Print the lines in the listing below starting at the line with "Target: curtain rod" and ending at the line with "Target: white panel antenna", both included. Reproduce them exactly and omit every picture.

Records for this exercise:
· · ·
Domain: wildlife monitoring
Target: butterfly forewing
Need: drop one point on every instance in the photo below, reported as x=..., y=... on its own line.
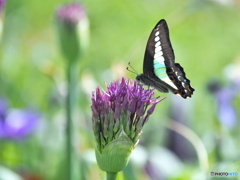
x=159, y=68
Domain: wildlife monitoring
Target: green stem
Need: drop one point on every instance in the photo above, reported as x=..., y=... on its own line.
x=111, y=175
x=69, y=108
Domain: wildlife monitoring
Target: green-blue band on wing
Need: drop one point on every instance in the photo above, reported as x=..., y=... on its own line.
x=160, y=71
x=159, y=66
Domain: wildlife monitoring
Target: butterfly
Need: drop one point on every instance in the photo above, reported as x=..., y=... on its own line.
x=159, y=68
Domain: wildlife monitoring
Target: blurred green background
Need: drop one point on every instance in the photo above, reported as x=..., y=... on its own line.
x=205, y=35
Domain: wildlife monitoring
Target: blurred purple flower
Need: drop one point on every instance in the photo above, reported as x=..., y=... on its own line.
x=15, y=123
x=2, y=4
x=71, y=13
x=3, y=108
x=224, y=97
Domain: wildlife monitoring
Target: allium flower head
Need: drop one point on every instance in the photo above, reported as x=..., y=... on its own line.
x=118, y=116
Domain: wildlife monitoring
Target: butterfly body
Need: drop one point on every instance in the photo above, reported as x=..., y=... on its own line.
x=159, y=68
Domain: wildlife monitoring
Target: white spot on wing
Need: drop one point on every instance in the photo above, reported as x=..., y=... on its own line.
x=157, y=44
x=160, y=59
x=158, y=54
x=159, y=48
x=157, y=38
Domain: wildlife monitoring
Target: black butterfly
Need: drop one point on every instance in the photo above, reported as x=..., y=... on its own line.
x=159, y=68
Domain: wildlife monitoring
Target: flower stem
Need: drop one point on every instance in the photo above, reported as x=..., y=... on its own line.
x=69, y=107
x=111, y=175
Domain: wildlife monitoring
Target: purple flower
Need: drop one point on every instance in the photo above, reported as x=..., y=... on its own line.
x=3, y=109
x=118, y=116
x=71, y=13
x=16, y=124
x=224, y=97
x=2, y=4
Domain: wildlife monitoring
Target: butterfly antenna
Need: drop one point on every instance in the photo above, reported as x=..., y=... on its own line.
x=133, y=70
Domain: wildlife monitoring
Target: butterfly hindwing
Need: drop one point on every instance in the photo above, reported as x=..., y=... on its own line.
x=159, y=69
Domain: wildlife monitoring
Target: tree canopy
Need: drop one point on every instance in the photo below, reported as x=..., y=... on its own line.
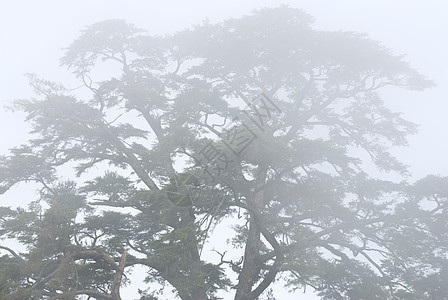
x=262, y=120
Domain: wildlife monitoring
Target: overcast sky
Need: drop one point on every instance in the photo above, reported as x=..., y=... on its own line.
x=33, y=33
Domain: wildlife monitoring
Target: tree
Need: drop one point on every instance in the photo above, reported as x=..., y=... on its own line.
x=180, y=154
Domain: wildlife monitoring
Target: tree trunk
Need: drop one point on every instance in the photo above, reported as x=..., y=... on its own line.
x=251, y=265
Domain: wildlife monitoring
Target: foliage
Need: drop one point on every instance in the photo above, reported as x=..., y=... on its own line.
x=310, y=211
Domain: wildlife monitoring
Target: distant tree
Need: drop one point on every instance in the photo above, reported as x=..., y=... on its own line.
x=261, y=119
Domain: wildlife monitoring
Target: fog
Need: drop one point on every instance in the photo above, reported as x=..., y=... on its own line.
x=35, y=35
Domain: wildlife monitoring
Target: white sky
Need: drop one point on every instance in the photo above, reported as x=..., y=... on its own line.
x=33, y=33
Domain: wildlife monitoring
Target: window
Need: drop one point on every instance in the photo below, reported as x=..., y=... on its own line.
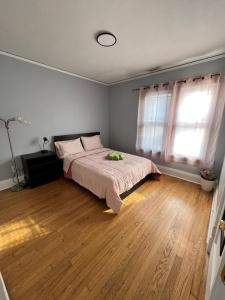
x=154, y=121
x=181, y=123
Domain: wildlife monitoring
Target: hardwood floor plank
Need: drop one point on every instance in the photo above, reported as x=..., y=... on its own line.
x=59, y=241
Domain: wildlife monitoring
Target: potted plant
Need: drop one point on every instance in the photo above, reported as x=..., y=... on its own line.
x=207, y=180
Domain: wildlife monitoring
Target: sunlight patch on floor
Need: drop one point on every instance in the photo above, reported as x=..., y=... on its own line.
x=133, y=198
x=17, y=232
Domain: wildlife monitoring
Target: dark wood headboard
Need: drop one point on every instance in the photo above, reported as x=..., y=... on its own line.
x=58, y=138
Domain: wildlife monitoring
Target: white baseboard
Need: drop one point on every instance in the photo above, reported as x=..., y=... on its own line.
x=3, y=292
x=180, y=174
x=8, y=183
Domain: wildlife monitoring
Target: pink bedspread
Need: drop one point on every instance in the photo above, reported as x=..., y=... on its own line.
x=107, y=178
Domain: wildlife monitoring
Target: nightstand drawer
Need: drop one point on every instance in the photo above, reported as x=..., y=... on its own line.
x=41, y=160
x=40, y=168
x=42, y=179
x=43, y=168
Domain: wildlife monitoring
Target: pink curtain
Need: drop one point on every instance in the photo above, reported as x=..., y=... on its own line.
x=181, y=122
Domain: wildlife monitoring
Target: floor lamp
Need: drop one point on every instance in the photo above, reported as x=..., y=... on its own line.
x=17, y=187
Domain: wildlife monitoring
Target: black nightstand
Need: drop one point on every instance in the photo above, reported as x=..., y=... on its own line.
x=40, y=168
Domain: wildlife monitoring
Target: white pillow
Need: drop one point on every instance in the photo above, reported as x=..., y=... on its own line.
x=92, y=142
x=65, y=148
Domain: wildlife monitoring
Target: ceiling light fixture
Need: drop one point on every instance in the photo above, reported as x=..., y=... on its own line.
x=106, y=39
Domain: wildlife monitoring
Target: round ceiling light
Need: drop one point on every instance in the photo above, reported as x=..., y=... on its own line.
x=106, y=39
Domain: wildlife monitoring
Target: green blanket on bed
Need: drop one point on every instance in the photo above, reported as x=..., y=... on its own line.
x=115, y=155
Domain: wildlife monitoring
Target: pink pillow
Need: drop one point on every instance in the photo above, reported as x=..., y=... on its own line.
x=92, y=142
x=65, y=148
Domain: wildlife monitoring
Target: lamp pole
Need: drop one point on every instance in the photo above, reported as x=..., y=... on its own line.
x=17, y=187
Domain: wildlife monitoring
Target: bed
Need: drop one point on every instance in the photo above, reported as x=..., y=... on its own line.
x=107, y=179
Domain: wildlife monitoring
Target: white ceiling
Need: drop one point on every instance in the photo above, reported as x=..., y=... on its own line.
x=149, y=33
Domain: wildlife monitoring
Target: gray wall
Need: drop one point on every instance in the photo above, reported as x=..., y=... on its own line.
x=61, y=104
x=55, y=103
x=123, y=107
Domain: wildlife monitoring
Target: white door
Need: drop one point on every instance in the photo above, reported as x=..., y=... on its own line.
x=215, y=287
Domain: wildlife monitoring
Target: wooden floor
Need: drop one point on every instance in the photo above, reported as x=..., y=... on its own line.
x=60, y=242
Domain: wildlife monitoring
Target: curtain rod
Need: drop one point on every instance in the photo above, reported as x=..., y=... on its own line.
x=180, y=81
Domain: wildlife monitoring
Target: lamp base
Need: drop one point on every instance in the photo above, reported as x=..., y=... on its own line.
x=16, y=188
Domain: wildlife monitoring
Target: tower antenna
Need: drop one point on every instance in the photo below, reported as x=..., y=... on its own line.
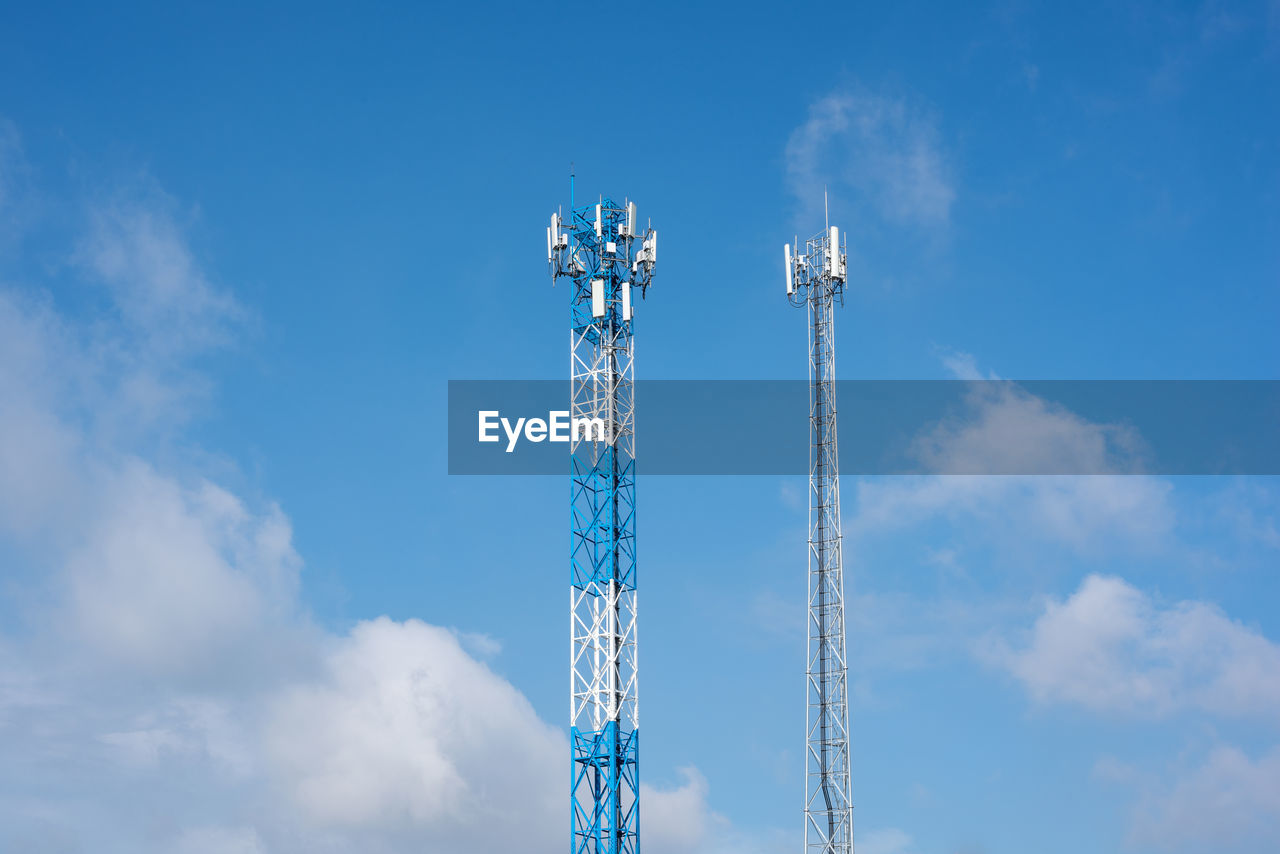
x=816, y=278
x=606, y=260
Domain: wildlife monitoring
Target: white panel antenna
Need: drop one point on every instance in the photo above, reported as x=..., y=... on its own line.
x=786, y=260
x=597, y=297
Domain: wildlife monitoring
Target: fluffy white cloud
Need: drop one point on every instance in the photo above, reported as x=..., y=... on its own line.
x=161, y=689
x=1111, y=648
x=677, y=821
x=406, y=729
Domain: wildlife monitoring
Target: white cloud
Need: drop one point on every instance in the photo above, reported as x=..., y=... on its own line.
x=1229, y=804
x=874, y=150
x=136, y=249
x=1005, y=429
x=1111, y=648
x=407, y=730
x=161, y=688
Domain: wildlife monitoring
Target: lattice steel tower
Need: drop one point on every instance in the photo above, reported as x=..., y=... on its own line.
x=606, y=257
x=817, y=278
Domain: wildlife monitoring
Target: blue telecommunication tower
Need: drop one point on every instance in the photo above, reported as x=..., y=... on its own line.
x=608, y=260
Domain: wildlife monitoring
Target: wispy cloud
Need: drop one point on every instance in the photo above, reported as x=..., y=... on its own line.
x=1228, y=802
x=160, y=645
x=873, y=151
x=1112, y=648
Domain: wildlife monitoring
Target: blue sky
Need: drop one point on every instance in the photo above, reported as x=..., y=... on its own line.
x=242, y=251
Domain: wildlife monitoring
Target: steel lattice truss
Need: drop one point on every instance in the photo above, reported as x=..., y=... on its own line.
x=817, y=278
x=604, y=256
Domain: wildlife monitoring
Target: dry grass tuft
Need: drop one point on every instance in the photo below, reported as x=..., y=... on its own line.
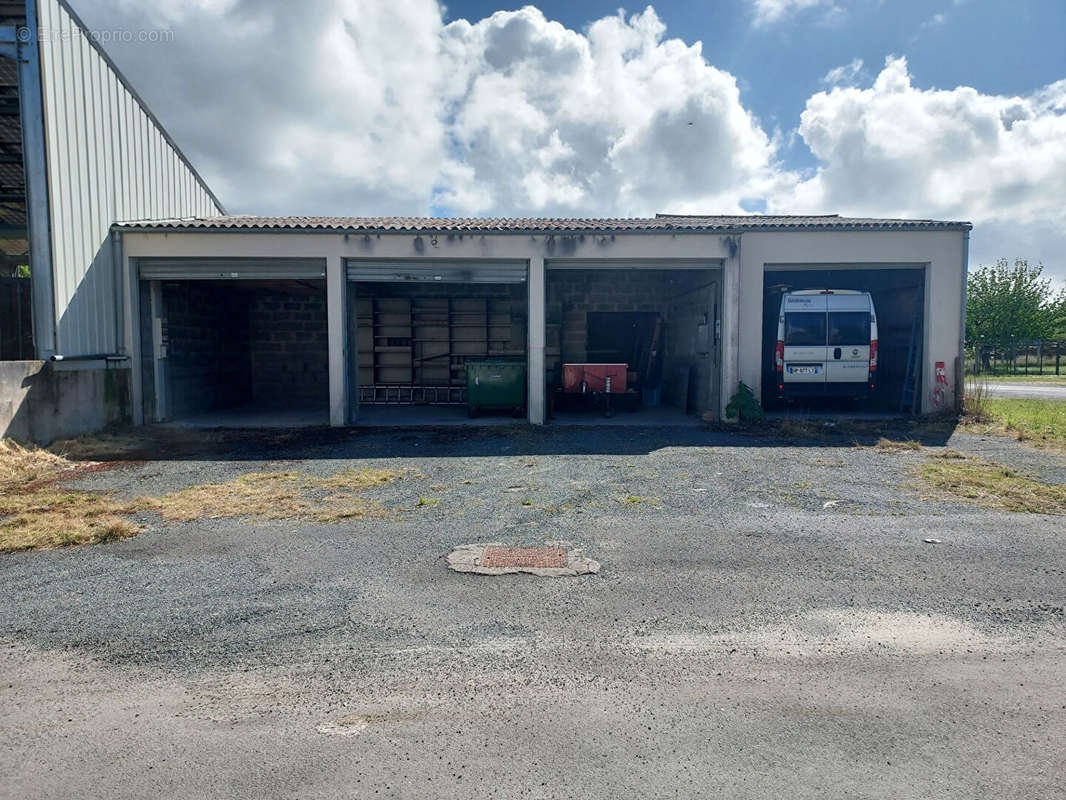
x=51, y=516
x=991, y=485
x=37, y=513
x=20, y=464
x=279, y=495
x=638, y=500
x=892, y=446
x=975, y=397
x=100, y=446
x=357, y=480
· · ·
Exercise answer:
Target: curtain rod
Need: drop one point on every instance in the photo above, reported as x=..., y=... on its own line.
x=180, y=81
Domain: wildlife monitoring
Target: lamp base
Need: drop one point on every instance in the photo above, reported as x=..., y=... on its own line.
x=16, y=188
Domain: wildlife monitoring
Target: tower antenna
Need: drop one point on every instance in the photo below, reported as x=..., y=... on its own line.
x=816, y=278
x=606, y=260
Domain: wildlife monitoring
Target: white panel antenna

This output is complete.